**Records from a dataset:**

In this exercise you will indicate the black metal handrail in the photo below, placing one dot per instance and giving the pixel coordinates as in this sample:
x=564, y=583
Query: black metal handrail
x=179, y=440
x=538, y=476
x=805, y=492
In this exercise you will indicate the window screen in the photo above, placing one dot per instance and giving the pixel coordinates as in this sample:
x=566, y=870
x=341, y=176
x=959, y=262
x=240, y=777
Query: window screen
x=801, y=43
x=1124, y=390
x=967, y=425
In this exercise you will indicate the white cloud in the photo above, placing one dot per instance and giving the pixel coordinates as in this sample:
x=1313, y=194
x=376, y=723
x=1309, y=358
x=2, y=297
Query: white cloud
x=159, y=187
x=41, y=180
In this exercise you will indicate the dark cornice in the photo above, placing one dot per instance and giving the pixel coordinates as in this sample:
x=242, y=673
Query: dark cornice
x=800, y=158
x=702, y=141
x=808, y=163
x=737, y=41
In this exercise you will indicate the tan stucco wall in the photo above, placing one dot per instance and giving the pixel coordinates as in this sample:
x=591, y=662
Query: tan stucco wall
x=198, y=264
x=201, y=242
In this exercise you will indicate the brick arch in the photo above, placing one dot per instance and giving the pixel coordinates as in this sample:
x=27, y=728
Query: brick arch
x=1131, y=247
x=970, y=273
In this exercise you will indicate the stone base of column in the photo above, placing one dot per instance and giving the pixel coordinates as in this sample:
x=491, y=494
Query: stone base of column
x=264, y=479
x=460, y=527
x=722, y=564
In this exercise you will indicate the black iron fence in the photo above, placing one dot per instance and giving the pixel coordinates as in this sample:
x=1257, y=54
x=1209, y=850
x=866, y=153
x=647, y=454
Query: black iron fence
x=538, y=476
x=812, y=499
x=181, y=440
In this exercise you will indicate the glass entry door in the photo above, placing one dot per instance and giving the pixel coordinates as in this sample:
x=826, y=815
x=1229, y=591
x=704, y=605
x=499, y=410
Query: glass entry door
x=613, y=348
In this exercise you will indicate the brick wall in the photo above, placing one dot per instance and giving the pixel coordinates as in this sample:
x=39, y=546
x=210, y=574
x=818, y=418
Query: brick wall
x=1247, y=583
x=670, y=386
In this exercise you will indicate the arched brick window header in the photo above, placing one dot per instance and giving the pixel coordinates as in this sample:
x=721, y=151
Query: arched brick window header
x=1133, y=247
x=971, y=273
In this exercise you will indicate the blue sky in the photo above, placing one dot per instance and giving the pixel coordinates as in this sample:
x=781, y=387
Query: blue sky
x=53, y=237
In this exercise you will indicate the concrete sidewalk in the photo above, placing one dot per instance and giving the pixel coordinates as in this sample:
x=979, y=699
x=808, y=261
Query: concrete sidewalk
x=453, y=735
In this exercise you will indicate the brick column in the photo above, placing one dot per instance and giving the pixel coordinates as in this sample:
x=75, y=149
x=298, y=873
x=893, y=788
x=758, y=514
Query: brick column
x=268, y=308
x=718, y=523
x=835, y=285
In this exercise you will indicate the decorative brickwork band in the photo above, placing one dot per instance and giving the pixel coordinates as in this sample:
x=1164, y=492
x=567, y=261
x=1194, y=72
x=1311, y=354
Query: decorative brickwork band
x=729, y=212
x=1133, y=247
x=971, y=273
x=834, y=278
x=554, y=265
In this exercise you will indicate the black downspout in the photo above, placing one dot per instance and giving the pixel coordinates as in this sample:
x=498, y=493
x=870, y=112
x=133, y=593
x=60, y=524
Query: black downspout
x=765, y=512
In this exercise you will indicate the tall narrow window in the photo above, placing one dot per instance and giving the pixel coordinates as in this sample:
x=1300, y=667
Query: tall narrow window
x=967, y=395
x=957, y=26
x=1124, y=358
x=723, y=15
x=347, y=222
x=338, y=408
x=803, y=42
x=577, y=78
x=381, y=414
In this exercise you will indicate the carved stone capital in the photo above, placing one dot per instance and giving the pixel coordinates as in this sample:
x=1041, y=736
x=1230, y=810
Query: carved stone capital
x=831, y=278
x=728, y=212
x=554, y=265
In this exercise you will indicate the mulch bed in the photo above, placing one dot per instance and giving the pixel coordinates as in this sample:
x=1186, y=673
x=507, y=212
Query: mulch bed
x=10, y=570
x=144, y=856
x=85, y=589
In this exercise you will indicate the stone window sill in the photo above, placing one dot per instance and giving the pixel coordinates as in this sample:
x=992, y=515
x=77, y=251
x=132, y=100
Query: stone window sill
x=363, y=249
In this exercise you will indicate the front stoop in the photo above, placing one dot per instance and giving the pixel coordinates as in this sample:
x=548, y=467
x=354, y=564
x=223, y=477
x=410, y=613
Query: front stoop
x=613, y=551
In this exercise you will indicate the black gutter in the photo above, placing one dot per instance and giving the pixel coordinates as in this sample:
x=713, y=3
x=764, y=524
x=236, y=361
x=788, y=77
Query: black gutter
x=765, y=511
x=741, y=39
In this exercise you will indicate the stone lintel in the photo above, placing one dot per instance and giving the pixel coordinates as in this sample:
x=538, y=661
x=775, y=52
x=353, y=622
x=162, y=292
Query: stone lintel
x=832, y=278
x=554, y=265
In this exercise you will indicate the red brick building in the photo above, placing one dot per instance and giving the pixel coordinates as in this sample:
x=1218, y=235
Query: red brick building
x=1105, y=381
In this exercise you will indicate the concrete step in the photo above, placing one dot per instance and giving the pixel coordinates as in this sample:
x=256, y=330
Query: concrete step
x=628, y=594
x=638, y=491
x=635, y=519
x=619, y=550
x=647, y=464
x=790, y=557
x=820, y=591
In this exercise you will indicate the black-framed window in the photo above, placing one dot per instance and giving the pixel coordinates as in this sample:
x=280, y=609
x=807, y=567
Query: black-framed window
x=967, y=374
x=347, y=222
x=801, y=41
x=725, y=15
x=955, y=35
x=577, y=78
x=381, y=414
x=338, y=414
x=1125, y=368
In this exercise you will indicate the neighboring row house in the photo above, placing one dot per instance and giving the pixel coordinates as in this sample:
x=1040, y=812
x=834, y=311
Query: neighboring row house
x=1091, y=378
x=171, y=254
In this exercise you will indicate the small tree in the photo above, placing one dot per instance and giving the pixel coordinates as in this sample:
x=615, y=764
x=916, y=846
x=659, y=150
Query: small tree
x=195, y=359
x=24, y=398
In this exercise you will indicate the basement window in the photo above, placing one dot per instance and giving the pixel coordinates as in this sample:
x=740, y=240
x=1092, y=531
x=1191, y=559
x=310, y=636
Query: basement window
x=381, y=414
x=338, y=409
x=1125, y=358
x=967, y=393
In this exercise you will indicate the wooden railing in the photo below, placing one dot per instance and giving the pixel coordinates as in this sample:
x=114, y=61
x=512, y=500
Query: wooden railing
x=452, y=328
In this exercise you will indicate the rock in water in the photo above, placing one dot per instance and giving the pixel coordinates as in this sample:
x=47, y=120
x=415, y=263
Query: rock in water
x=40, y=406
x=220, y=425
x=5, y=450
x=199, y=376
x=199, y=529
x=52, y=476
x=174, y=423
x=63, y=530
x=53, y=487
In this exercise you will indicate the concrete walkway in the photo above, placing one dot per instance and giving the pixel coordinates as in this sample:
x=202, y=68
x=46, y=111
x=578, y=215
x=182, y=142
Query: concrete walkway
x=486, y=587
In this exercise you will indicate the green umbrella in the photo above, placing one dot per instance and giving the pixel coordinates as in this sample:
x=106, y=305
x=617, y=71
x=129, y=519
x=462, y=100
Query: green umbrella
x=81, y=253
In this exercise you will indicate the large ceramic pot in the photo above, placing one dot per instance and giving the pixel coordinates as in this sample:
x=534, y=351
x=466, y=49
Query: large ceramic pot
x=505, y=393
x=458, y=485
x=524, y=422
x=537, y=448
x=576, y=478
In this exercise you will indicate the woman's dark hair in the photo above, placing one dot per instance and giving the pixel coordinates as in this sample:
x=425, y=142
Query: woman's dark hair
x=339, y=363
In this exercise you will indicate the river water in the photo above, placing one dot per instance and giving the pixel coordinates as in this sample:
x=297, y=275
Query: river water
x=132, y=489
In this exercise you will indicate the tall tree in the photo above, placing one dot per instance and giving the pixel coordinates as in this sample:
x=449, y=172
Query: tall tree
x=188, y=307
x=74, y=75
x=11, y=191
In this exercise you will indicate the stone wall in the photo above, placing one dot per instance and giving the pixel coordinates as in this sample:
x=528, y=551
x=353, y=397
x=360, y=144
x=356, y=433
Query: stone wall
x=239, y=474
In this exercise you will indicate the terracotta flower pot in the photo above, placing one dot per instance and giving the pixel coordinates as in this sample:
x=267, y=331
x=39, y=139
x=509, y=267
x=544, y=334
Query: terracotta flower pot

**Task statement:** Of the lines above, retype only those from the line containing "Query: neighboring row house" through the line containing "x=47, y=120", including both, exactly.

**Exercise solution:**
Query: neighboring row house
x=1091, y=378
x=171, y=254
In this exercise you will indicate the small tree in the photo above, placing one dot per instance and giving the pixel coordinates as in this sample:
x=615, y=764
x=916, y=846
x=659, y=150
Query: small tree
x=195, y=359
x=24, y=398
In this exercise you will indicate the basement window in the photo above, placing one dot per instance and giving the pixel coordinates as in this sample:
x=740, y=240
x=1092, y=531
x=1191, y=559
x=310, y=636
Query: basement window
x=381, y=414
x=338, y=409
x=1125, y=358
x=967, y=393
In this exercise you will indicate the wooden railing in the photo below, placing one dot per instance and giving the pixel coordinates as in this sample:
x=114, y=61
x=512, y=500
Query: wooden railing
x=452, y=328
In this exercise you will indicate the rock in water in the photo above, placing one dot per instance and giving the pixel coordinates as in this sample:
x=47, y=120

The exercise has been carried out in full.